= What is being asked =
Put every row below into a Markdown table with two columns, Number and Row text. Number each row in order and skip blank lines.

= Dataset rows =
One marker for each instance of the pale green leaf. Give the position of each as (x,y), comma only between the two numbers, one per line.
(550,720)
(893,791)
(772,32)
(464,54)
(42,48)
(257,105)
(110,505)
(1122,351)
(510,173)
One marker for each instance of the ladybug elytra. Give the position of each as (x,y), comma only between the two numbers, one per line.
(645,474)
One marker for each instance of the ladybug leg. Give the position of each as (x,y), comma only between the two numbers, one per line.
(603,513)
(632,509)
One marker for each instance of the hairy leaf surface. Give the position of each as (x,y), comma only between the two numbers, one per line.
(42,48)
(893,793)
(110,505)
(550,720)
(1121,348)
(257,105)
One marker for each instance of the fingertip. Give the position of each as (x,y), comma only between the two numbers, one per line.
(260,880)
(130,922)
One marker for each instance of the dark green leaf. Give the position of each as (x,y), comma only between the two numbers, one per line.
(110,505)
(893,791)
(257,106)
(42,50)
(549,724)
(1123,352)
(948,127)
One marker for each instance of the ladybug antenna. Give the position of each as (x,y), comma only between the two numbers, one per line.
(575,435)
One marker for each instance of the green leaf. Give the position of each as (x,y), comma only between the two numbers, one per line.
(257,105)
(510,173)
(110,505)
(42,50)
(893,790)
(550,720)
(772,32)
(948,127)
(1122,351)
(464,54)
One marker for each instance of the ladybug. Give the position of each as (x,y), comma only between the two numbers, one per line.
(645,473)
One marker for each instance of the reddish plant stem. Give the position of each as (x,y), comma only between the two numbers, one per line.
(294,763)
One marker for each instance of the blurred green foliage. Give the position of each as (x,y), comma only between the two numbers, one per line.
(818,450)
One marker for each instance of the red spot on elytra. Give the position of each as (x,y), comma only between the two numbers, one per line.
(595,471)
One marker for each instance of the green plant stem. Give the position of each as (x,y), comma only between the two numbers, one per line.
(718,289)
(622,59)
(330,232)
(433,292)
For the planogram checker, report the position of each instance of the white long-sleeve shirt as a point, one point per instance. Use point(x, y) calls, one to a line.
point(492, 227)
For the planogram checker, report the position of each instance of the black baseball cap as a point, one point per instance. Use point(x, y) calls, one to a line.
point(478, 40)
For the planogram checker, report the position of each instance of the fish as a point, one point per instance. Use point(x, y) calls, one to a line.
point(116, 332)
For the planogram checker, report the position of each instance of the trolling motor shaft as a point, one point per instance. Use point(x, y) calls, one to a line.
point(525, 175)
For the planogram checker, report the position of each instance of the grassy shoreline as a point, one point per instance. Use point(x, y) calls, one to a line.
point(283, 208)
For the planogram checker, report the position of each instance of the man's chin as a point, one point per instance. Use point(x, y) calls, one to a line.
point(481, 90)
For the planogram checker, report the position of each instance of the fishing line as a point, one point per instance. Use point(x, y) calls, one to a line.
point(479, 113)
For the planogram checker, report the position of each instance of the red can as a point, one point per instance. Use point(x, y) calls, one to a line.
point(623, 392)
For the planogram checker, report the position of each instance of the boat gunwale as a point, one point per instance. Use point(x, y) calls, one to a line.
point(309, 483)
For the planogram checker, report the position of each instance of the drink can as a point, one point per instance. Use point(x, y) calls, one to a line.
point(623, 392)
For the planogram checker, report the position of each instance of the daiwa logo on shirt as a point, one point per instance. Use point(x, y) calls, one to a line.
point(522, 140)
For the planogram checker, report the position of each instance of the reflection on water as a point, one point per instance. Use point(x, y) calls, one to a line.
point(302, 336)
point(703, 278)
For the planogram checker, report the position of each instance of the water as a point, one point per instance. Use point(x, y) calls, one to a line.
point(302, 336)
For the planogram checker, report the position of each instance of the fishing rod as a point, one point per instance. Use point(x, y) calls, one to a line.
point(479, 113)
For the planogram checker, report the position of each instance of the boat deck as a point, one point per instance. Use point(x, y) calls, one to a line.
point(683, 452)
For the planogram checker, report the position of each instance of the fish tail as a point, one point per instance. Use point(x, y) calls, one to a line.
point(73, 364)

= Worked solution =
| Number | Row text |
|---|---|
| 1 | One marker for each instance of the pale green leaf. Give the position of each as (x,y), comma only between the two numbers, one per line. |
| 2 | (550,720) |
| 3 | (893,791) |
| 4 | (772,32) |
| 5 | (464,54) |
| 6 | (42,48) |
| 7 | (257,105) |
| 8 | (110,505) |
| 9 | (1122,351) |
| 10 | (510,173) |
| 11 | One marker for each instance of the ladybug elytra. Give the position of each as (x,y), comma only between the two numbers, one per line. |
| 12 | (645,474) |
| 13 | One marker for each instance of the ladybug leg. Give the position of each as (x,y), comma only between the two numbers, one per line. |
| 14 | (603,513) |
| 15 | (632,509) |
| 16 | One marker for each instance of the hairy leaf surface. Give the position of each as (x,y), comma only between the two numbers, one per line. |
| 17 | (42,48) |
| 18 | (893,793) |
| 19 | (110,505) |
| 20 | (550,720) |
| 21 | (1121,348) |
| 22 | (257,105) |
| 23 | One marker for each instance of the fingertip. Give the position of each as (x,y), comma only between the two numbers, one per line. |
| 24 | (260,880) |
| 25 | (130,922) |
| 26 | One marker for each instance of the dark green leaf. Give the position of each as (x,y), comma only between the two numbers, one per line. |
| 27 | (110,505) |
| 28 | (893,791) |
| 29 | (257,106) |
| 30 | (42,50) |
| 31 | (549,724) |
| 32 | (1123,352) |
| 33 | (948,127) |
| 34 | One marker for each instance of the ladybug antenna. Give the position of each as (x,y), comma only between the two numbers, one per line. |
| 35 | (575,435) |
| 36 | One marker for each instance of the green leaf. Give the position of each as (x,y), comma only between the two numbers, one per line. |
| 37 | (257,105) |
| 38 | (510,173) |
| 39 | (110,505) |
| 40 | (42,50) |
| 41 | (893,790) |
| 42 | (550,720) |
| 43 | (772,32) |
| 44 | (948,127) |
| 45 | (1122,351) |
| 46 | (464,54) |
| 47 | One marker for each instance of the ladybug. Give the position of each as (x,y), comma only between the two numbers, one per line. |
| 48 | (645,473) |
| 49 | One marker for each instance of the reddish plant stem. Give the position of each as (x,y), comma only between the two numbers, one per line. |
| 50 | (294,763) |
| 51 | One marker for each instance of the blurred green foliage. Give the position of each as (x,y), comma only between the two numbers, one per line. |
| 52 | (818,450) |
| 53 | One marker for each instance of the red spot on elytra. Give the position of each as (x,y), comma only between the two numbers, one per line. |
| 54 | (595,471) |
| 55 | One marker for each instance of the green plant stem. Give the position of each as (x,y), comma only between the two numbers, one per line. |
| 56 | (718,289) |
| 57 | (622,59) |
| 58 | (330,232) |
| 59 | (433,292) |
| 60 | For the planogram checker, report the position of each instance of the white long-sleeve shirt as a point, one point per instance. Use point(x, y) calls, one to a line. |
| 61 | point(492, 227) |
| 62 | For the planogram checker, report the position of each instance of the black baseball cap as a point, one point per instance. Use point(x, y) calls, one to a line. |
| 63 | point(478, 40) |
| 64 | For the planogram checker, report the position of each instance of the fish as a point, one point per instance. Use point(x, y) calls, one to a line. |
| 65 | point(116, 332) |
| 66 | For the planogram checker, report the position of each instance of the trolling motor shaft as a point, one point per instance. Use point(x, y) calls, one to a line. |
| 67 | point(525, 175) |
| 68 | For the planogram checker, report the position of each instance of the grassy shoreline as a point, one point per instance. Use point(x, y) calls, one to a line. |
| 69 | point(283, 208) |
| 70 | For the planogram checker, report the position of each instance of the man's chin as a point, one point per instance. Use point(x, y) calls, one to a line. |
| 71 | point(481, 90) |
| 72 | For the planogram checker, report the position of each instance of the fishing line as a point, one point per instance. Use point(x, y) calls, one to a line. |
| 73 | point(479, 113) |
| 74 | For the planogram checker, report the position of each instance of the red can as a point, one point per instance. Use point(x, y) calls, one to a line. |
| 75 | point(623, 392) |
| 76 | For the planogram checker, report the position of each instance of the boat gunwale as a point, one point per instance. Use point(x, y) calls, one to a line. |
| 77 | point(309, 483) |
| 78 | For the planogram checker, report the position of each instance of the drink can as a point, one point per instance. Use point(x, y) calls, one to a line. |
| 79 | point(623, 392) |
| 80 | For the planogram checker, report the position of each instance of the daiwa logo on shirt as a point, one point per instance. Use point(x, y) calls, one to a line. |
| 81 | point(522, 140) |
| 82 | For the planogram checker, report the position of each instance of the reflection on water as a point, one point per instance. Use point(x, y) calls, one to a line. |
| 83 | point(302, 336) |
| 84 | point(703, 278) |
| 85 | For the planogram checker, report the position of each instance of the water as a point, one point per instance. Use point(x, y) calls, one to a line. |
| 86 | point(302, 336) |
| 87 | For the planogram checker, report the position of each instance of the fishing rod as a point, one point per instance. Use point(x, y) calls, one to a line. |
| 88 | point(479, 113) |
| 89 | For the planogram checker, report the position of each instance of the boat deck as a point, one point per instance. Use point(x, y) calls, one to a line. |
| 90 | point(683, 452) |
| 91 | For the planogram checker, report the position of each instance of the fish tail as a point, one point per instance. Use point(x, y) calls, one to a line. |
| 92 | point(73, 364) |